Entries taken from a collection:
--------------------------------------------------

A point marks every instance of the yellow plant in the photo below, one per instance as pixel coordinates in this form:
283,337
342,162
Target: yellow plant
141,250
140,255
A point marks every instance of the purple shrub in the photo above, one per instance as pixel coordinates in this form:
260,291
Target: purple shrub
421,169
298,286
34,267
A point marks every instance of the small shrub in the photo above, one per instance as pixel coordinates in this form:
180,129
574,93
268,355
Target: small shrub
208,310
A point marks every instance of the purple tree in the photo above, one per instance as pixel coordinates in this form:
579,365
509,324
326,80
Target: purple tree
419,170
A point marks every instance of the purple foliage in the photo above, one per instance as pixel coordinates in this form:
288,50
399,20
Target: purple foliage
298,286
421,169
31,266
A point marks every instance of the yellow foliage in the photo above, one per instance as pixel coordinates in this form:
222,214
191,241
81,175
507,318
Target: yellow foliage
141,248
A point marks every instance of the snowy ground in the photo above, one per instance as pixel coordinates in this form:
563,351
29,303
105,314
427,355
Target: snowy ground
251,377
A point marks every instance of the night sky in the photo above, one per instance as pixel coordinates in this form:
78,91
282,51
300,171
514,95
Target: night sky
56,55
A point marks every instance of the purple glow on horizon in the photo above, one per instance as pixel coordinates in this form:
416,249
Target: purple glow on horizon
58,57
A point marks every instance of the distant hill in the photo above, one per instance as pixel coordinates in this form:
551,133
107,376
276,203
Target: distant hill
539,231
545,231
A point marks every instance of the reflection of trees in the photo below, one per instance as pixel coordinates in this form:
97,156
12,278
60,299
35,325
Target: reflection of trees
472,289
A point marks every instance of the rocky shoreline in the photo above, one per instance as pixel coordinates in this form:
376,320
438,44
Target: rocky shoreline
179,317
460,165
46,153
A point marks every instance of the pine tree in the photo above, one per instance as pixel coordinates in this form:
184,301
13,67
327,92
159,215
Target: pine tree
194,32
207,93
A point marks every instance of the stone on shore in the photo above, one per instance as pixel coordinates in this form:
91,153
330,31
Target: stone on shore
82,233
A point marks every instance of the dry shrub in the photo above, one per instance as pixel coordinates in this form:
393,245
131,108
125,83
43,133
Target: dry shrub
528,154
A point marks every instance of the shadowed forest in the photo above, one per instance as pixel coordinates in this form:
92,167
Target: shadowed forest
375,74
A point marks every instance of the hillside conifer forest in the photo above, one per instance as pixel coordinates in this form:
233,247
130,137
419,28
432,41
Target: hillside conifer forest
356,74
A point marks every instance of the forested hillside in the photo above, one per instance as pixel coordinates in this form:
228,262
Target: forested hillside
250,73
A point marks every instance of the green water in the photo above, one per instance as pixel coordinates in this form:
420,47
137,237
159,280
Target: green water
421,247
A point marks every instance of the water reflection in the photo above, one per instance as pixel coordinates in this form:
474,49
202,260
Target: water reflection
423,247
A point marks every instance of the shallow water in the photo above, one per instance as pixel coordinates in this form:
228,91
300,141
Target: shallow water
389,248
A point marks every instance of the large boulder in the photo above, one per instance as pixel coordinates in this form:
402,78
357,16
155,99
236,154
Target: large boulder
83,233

--------------------------------------------------

INSTRUCTIONS TO FOLLOW: What is needed is a verbatim copy of the data, complete from first line to last.

ANSWER AREA:
A point marks every instance of the yellow plant in the photo below, one per instance as pixel coordinates in this form:
283,337
342,162
Target: yellow plant
141,250
140,255
A point marks every instance of the purple shrub in the photo above, one per instance as pixel coordinates in this form:
260,291
Target: purple shrub
421,169
298,286
34,267
A point marks every instance of the small shrub in the photo above, one per instance as pixel coordinates in this form:
180,129
574,93
268,355
Target: small shrub
208,310
A point marks every instance of the purple tree in the photo above, one per instance as pixel coordinates in this form:
579,365
509,324
326,80
Target: purple tree
419,170
A point marks every instance of the purple foliage in the photo above, one per instance as pixel coordinates in this form:
288,50
399,20
Target: purple foliage
298,286
421,169
31,266
A point marks every instance of the yellow foliage in the photo above, one per instance as pixel coordinates in this form:
222,214
191,241
81,175
507,318
Target: yellow foliage
141,248
A point marks every instance of the snowy ground in the photo above, one per instance as pixel coordinates in this form:
563,351
29,303
105,314
427,355
Target: snowy ground
251,377
A point marks every instance of the night sky in the photo above, one per instance as pixel coordinates in this form:
78,91
282,51
300,171
514,95
Target: night sky
56,55
A point marks every instance of the purple glow on horizon in the photo above, one per instance as pixel coordinates in this form:
416,249
Target: purple glow on horizon
58,57
A point marks every instance of the distant hill in the photo above, one per instance as pixel coordinates in this form:
551,133
107,376
276,203
Target: distant hill
539,231
545,231
A point marks every instance of the reflection of trees in the photo below, one per instance as pixel coordinates in this form:
97,156
12,278
60,299
35,325
Target: reflection of trees
472,289
A point marks every instance of the rocky shoreline in the photo above, one per instance as pixel coordinates in this form:
376,320
438,44
Target: rocky shoreline
179,317
460,165
46,153
A point marks every instance of the pine tree in the photo above, one per instance as pixel coordinates in this form:
184,301
13,67
327,92
159,215
Target: pine tree
194,32
207,93
A point marks every instance of the stone on shore in the photo above, one per instance as pixel coordinates in this form:
91,153
330,31
Target: stone on shore
82,233
A point marks every instance of the dry shrub in the photo above, one per instance as pixel coordinates in this form:
393,245
131,108
125,83
43,133
Target: dry shrub
528,154
A point marks every instance of the shadowed forest in the photo above, one per instance as pixel coordinates in this form:
92,167
Target: shadowed forest
375,74
A point marks every instance of the hillside conifer forest in the photo above, one per instance as pixel coordinates in this form:
233,247
130,137
419,28
432,41
Target: hillside conifer forest
356,74
A point marks every instance of the forested hillside in the photo above, one per instance as pixel coordinates in this form:
228,262
Target: forested hillside
250,73
A point marks every instance of the green water in the photo above, one per instance as pixel coordinates in this form:
420,47
137,237
159,280
Target: green water
421,247
A point marks every instance of the water reflection in the photo above, one per instance as pixel coordinates in this form:
474,49
202,260
Target: water reflection
423,247
A point marks every instance of the shallow water in the photo above, one per instance as pixel coordinates in this form:
228,91
300,141
Target: shallow water
389,248
A point marks every instance of the large boulder in the photo above, one per instance as pixel coordinates in this form:
402,78
357,16
155,99
236,154
Target: large boulder
83,233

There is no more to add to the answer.